EXCERPT TO READ:
● ● ● ● ● ● ●

Pinker wants us to understand that it is language that distinguishes not just ape from man but men from one another, and how we say what we say reveals who we are, where we’re coming from and where we think we’re going. Oftentimes, he works towards that understanding by using humor. One of my favorites: someone said to W C Fields, “It’s difficult to lose a relative.” Fields replied, “Nearly impossible.”

Pinker shows us that jokes, euphemisms and slang speak volumes about society and culture. He cites the now immortal words of Bill Clinton defending himself against the charge of having lied about having sex with Monica Lewinsky, "It depends on what the meaning of the word ‘is’ is.” Referencing the "semantics of time," Pinker says that Clinton was stretching the context to its far limits to try to convince his hearers that an action in a certain time frame is no longer real, no longer “is” once that time frame has passed. Something like a tree falling in the woods, but in this case, a high public official falling from grace.

Pinker rhapsodizes on George Carlin's "The Seven Words You Can't Say on Television." Take, for example, an amnesiac who, for all ordinary intents, recalls nothing of his past. Yet he will still remember how to shout a four-letter words if he stubs his toe. "For almost as long as neurologists have studied aphasia, they have noticed that patients can retain the ability to swear." The motive power of saying words to reinforce them is a process that lies at a deeper level than words remembered by reading or other rote methods of learning. Most cursing is learned by saying words out loud.

In the chapter on bad language, the author cites a Revoltingness Questionnaire administered in Australia: feces and vomit won out, in case you wanted to know, with hair clippings, breast milk and tears way down the list.

Some of our perception of curse words, according to Pinker, is culturally based. “If you're an English speaker, you can't hear… (here he lists a number of racial insults)…without calling to mind what they mean to an implicit community...including the emotions that cling to them." This is a very definition of “political correctness.” Yet these “bad” words are language, are speech, and as such, they need to be allowed to roam free through society. They have a purpose. Pinker therefore doesn’t condemn swear words, merely advising against their overuse because it "blunts their emotional edge."

The book is not all about swearing. It’s a thinking person’s survey of why we say what we say that includes how we perceive time and how we name our children, among other important topics. It was more book than I bargained for and will stay on the shelves as a reference – and great source of intelligent punchlines.

Pinker asserts that "The view from language shows us the cave we inhabit." The better we understand it, the closer we are to the mouth of the cave. To crawl a little farther towards the light, read The Stuff of Thought.

● ● ● ● ● ● ●

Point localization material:
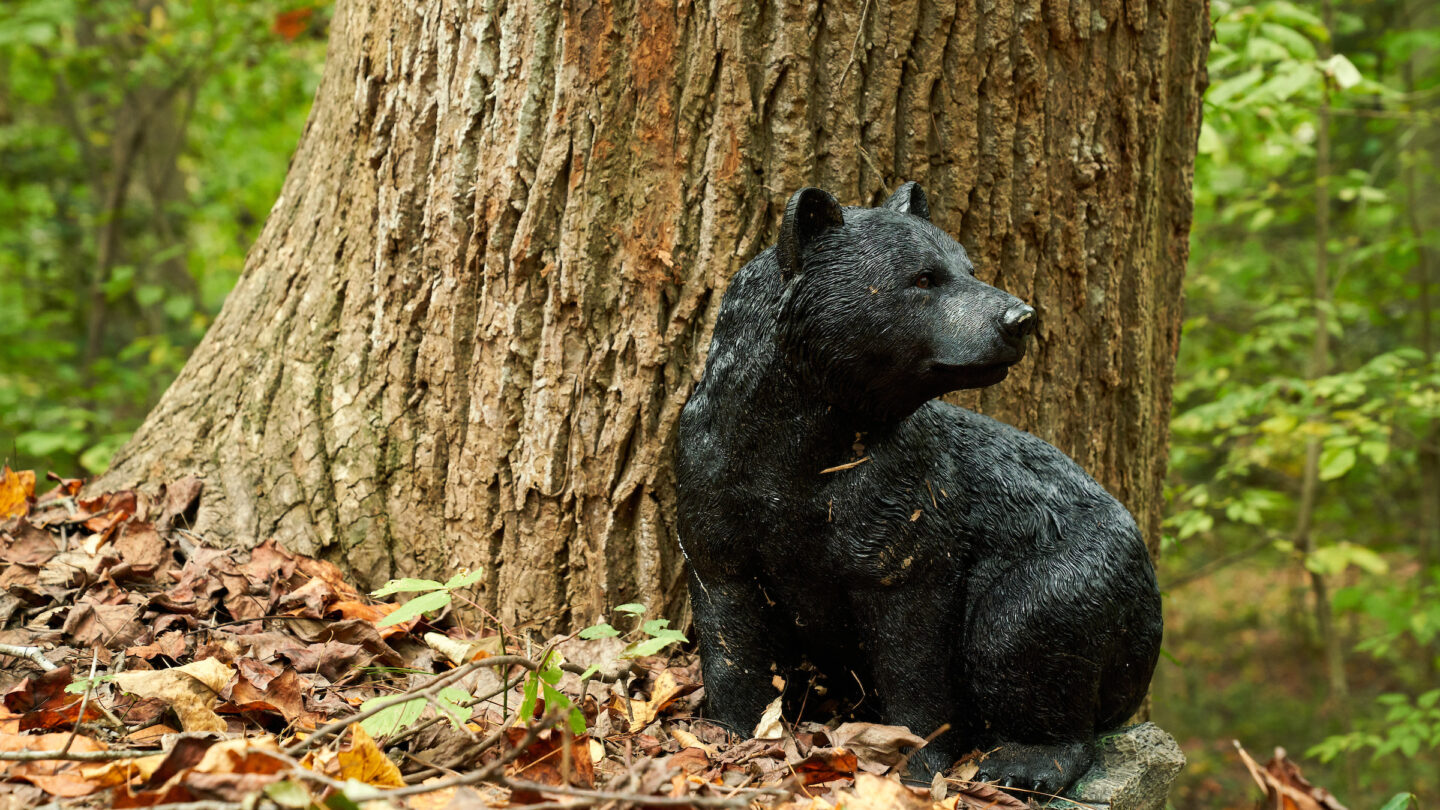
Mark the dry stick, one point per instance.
(30, 653)
(424, 693)
(905, 760)
(212, 804)
(644, 799)
(474, 777)
(401, 737)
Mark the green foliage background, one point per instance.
(1263, 582)
(143, 141)
(141, 144)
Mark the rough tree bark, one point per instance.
(474, 314)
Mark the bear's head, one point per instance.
(882, 309)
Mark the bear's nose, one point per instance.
(1020, 320)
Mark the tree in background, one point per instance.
(1308, 398)
(115, 250)
(470, 323)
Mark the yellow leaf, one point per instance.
(123, 771)
(366, 763)
(15, 490)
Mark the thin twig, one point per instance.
(848, 466)
(74, 755)
(30, 653)
(90, 686)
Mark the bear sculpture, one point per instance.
(935, 565)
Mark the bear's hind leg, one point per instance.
(1036, 771)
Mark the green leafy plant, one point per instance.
(542, 683)
(647, 640)
(450, 702)
(434, 595)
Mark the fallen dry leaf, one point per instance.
(458, 650)
(982, 796)
(16, 490)
(192, 691)
(43, 704)
(123, 771)
(640, 714)
(825, 764)
(880, 793)
(769, 725)
(545, 761)
(877, 747)
(365, 761)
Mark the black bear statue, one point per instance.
(936, 567)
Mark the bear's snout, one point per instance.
(1018, 322)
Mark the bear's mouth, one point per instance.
(972, 375)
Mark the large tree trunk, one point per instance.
(473, 319)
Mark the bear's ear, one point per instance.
(910, 199)
(810, 214)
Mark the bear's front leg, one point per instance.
(910, 650)
(743, 644)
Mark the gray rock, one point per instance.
(1134, 771)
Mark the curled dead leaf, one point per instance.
(189, 689)
(769, 725)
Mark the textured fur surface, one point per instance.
(962, 571)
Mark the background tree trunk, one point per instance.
(486, 293)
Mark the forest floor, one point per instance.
(149, 669)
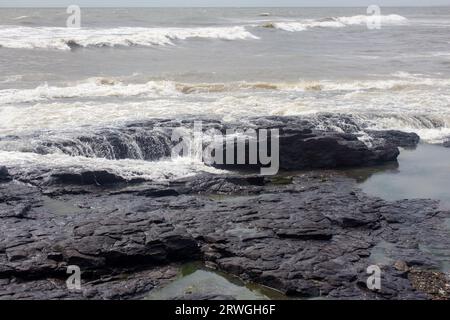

● ● ● ● ● ● ●

DIRECTIONS: According to the book review, why does Pinker advise against overusing swear words? The material has no connection to the book review.

COMPLETED TASK: He says overuse "blunts their emotional edge."